_Work order_
Write out the records beneath this line exactly as they appear, minus any images.

(Referring expression grounding data)
◆ ◆ ◆ ◆
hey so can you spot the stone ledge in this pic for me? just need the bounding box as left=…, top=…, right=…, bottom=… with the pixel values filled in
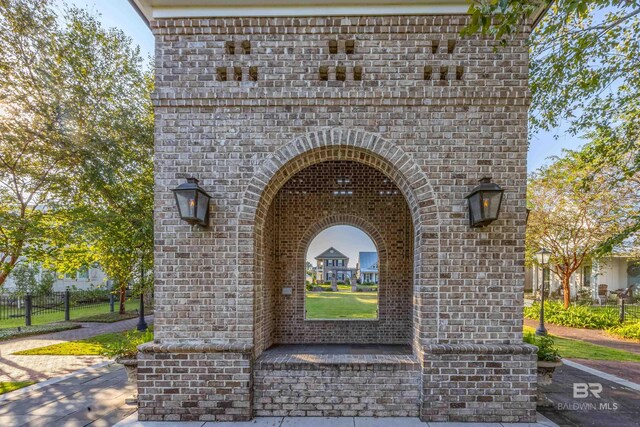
left=256, top=353, right=420, bottom=370
left=137, top=341, right=253, bottom=354
left=424, top=343, right=537, bottom=355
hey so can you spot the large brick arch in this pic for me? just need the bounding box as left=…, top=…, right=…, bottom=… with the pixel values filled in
left=241, top=128, right=441, bottom=355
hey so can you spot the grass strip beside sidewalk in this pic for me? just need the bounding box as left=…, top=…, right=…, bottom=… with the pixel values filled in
left=14, top=327, right=153, bottom=356
left=524, top=326, right=640, bottom=362
left=0, top=381, right=36, bottom=395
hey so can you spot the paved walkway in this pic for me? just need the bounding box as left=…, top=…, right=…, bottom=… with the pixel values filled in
left=523, top=319, right=640, bottom=354
left=0, top=316, right=153, bottom=383
left=0, top=362, right=136, bottom=427
left=539, top=363, right=640, bottom=427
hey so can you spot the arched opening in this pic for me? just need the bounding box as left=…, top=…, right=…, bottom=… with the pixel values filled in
left=255, top=160, right=414, bottom=350
left=305, top=225, right=379, bottom=320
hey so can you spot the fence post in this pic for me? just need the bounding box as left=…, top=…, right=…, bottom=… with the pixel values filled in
left=619, top=298, right=625, bottom=323
left=25, top=293, right=32, bottom=326
left=64, top=288, right=71, bottom=321
left=109, top=293, right=115, bottom=313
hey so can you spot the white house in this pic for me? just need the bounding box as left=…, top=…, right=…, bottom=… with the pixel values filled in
left=529, top=253, right=640, bottom=300
left=357, top=251, right=379, bottom=284
left=3, top=264, right=112, bottom=293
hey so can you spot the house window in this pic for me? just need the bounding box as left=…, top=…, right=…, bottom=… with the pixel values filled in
left=77, top=266, right=89, bottom=280
left=583, top=265, right=592, bottom=288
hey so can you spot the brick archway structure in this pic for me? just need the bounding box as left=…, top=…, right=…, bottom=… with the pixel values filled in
left=140, top=12, right=538, bottom=422
left=242, top=128, right=440, bottom=355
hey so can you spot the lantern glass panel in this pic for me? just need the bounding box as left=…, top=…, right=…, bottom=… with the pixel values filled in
left=468, top=192, right=482, bottom=224
left=196, top=190, right=210, bottom=223
left=175, top=189, right=197, bottom=220
left=482, top=191, right=503, bottom=220
left=536, top=249, right=551, bottom=265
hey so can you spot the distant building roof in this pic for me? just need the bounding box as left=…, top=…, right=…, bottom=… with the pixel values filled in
left=359, top=252, right=378, bottom=273
left=315, top=247, right=348, bottom=260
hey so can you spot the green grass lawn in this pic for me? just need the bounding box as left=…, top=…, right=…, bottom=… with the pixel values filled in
left=0, top=299, right=140, bottom=329
left=305, top=291, right=377, bottom=319
left=72, top=311, right=138, bottom=323
left=523, top=326, right=640, bottom=362
left=0, top=381, right=36, bottom=395
left=14, top=326, right=153, bottom=356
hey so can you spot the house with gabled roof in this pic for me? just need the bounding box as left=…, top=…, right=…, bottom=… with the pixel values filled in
left=314, top=246, right=356, bottom=282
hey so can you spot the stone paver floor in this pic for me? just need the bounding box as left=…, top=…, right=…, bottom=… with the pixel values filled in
left=0, top=316, right=153, bottom=383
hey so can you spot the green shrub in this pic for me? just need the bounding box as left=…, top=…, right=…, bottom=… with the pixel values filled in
left=306, top=283, right=313, bottom=291
left=100, top=329, right=153, bottom=359
left=524, top=301, right=619, bottom=329
left=606, top=321, right=640, bottom=341
left=523, top=331, right=561, bottom=362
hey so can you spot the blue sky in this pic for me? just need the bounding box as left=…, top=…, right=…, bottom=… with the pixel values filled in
left=63, top=1, right=585, bottom=256
left=307, top=226, right=376, bottom=267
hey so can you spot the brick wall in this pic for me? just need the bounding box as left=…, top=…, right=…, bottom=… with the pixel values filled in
left=137, top=344, right=252, bottom=421
left=254, top=354, right=421, bottom=417
left=422, top=344, right=537, bottom=422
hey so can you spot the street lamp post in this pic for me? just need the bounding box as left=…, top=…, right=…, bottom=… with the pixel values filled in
left=536, top=248, right=551, bottom=336
left=137, top=255, right=148, bottom=332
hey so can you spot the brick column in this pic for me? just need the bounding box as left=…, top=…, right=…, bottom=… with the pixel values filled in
left=137, top=342, right=253, bottom=422
left=420, top=344, right=537, bottom=423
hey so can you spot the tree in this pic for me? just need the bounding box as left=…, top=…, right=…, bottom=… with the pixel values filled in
left=526, top=151, right=638, bottom=308
left=0, top=1, right=154, bottom=314
left=35, top=7, right=154, bottom=314
left=0, top=0, right=70, bottom=286
left=465, top=1, right=640, bottom=249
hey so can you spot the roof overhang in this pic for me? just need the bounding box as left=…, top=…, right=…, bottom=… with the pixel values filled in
left=129, top=0, right=474, bottom=22
left=129, top=1, right=550, bottom=32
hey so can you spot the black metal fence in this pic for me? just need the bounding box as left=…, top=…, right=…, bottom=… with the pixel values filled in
◆ ◆ ◆ ◆
_Answer section_
hey so can you spot the stone ledge in this pic for me? just need the bounding box as left=…, top=…, right=…, bottom=… with the pixel values filled in
left=256, top=353, right=420, bottom=370
left=137, top=341, right=253, bottom=354
left=424, top=343, right=537, bottom=355
hey so can you spot the large brick arch in this pic for me? just need the bounding box as left=…, top=…, right=…, bottom=… with the pixel values filled in
left=241, top=128, right=441, bottom=355
hey so can you spot the grass strip beside sidewalk in this pic for me? just need the bounding box as left=…, top=…, right=…, bottom=… with the pixel values filled in
left=14, top=327, right=153, bottom=356
left=524, top=326, right=640, bottom=362
left=0, top=381, right=36, bottom=395
hey so can you spot the paved walkway in this pic for me? just need the bounding box as left=…, top=…, right=…, bottom=… with the pixel values filled in
left=523, top=319, right=640, bottom=354
left=0, top=316, right=153, bottom=383
left=0, top=362, right=136, bottom=427
left=539, top=363, right=640, bottom=427
hey so can you spot the arched opening in this pic for me? just need the bounding box as left=…, top=…, right=…, bottom=… with the pixel values filled in
left=255, top=160, right=414, bottom=350
left=305, top=225, right=379, bottom=320
hey so can you spot the fence post in this pic for me? just need the bounding box as left=…, top=…, right=…, bottom=… with the pixel values filled in
left=619, top=298, right=625, bottom=323
left=25, top=293, right=32, bottom=326
left=64, top=288, right=71, bottom=321
left=109, top=293, right=115, bottom=313
hey so can you spot the white house in this pic for me? just need the bounding box as left=…, top=…, right=…, bottom=… with the pixel values filled in
left=529, top=253, right=640, bottom=300
left=357, top=251, right=379, bottom=284
left=3, top=264, right=112, bottom=293
hey so can you spot the house window in this pic for me? just need the bounding box as left=…, top=…, right=…, bottom=… with the pixel values filled in
left=77, top=266, right=89, bottom=280
left=583, top=265, right=592, bottom=288
hey so can you spot the brick archway structure in this pic for me? just need the bounding box as left=…, top=…, right=…, bottom=… with the pixel values filled in
left=140, top=12, right=538, bottom=422
left=242, top=128, right=440, bottom=355
hey so can you spot the lantern glass panel in this pic for me? just need the bounding box as left=…, top=…, right=…, bottom=… with the pixel values filled in
left=468, top=192, right=482, bottom=224
left=196, top=190, right=210, bottom=223
left=175, top=189, right=197, bottom=220
left=482, top=191, right=503, bottom=220
left=536, top=249, right=551, bottom=265
hey so can you spot the distant building roof in this pic for me? just need the bounding box as left=…, top=…, right=…, bottom=… with the pixel values filled in
left=359, top=252, right=378, bottom=273
left=315, top=247, right=348, bottom=260
hey so can you spot the green grass lawn in this pic for me? just need the bounding box as left=…, top=…, right=…, bottom=… with the pixel values filled in
left=0, top=299, right=140, bottom=329
left=305, top=291, right=377, bottom=319
left=72, top=311, right=138, bottom=323
left=523, top=326, right=640, bottom=362
left=0, top=381, right=36, bottom=395
left=14, top=326, right=153, bottom=356
hey so can you spot the house with gabled roof in this pic for me? just need the bounding box as left=…, top=…, right=…, bottom=… with the pixel values filled in
left=314, top=246, right=356, bottom=282
hey so can you spot the stone paver floor in this pic for me? just need the bounding box as left=…, top=…, right=…, bottom=… with the pixel values filled in
left=0, top=316, right=153, bottom=383
hey so can you spot the green shrub in this pic for me? just need the bounding box as left=…, top=…, right=…, bottom=… with the pixel values filled in
left=306, top=283, right=313, bottom=291
left=100, top=329, right=153, bottom=359
left=524, top=301, right=619, bottom=329
left=606, top=321, right=640, bottom=341
left=523, top=331, right=561, bottom=362
hey so can you spot the blue sky in this pic for me? just need the bounding box as left=…, top=…, right=…, bottom=… with the pixel values filled in
left=63, top=1, right=585, bottom=256
left=307, top=226, right=376, bottom=267
hey so can you spot the brick wall in this pic for me? just need the bounding box as left=…, top=…, right=…, bottom=… with the pixel values filled in
left=137, top=344, right=252, bottom=421
left=254, top=354, right=421, bottom=417
left=422, top=344, right=537, bottom=422
hey so can you spot the street lamp post in this pic for me? just need the bounding box as left=…, top=…, right=…, bottom=… with the pixel values filled in
left=536, top=248, right=551, bottom=336
left=137, top=255, right=148, bottom=332
hey so can you spot the brick column in this pic for me? just need the bounding box as left=…, top=…, right=…, bottom=… with the pixel values filled in
left=137, top=342, right=253, bottom=422
left=420, top=344, right=537, bottom=423
hey so can you spot the tree in this pic for me? just need the bounding box as left=…, top=…, right=…, bottom=… with the pixel values filled in
left=526, top=151, right=638, bottom=308
left=0, top=1, right=154, bottom=314
left=35, top=7, right=154, bottom=314
left=0, top=0, right=70, bottom=286
left=465, top=1, right=640, bottom=249
hey so can you spot the roof overhang in this pic for me? just need the bounding box as left=…, top=…, right=…, bottom=… with the pixel values filled in
left=129, top=0, right=474, bottom=22
left=129, top=1, right=550, bottom=32
hey so can you spot the black metal fence in this pic for me? just need the bounding box as left=…, top=…, right=…, bottom=… with the pixel values filled in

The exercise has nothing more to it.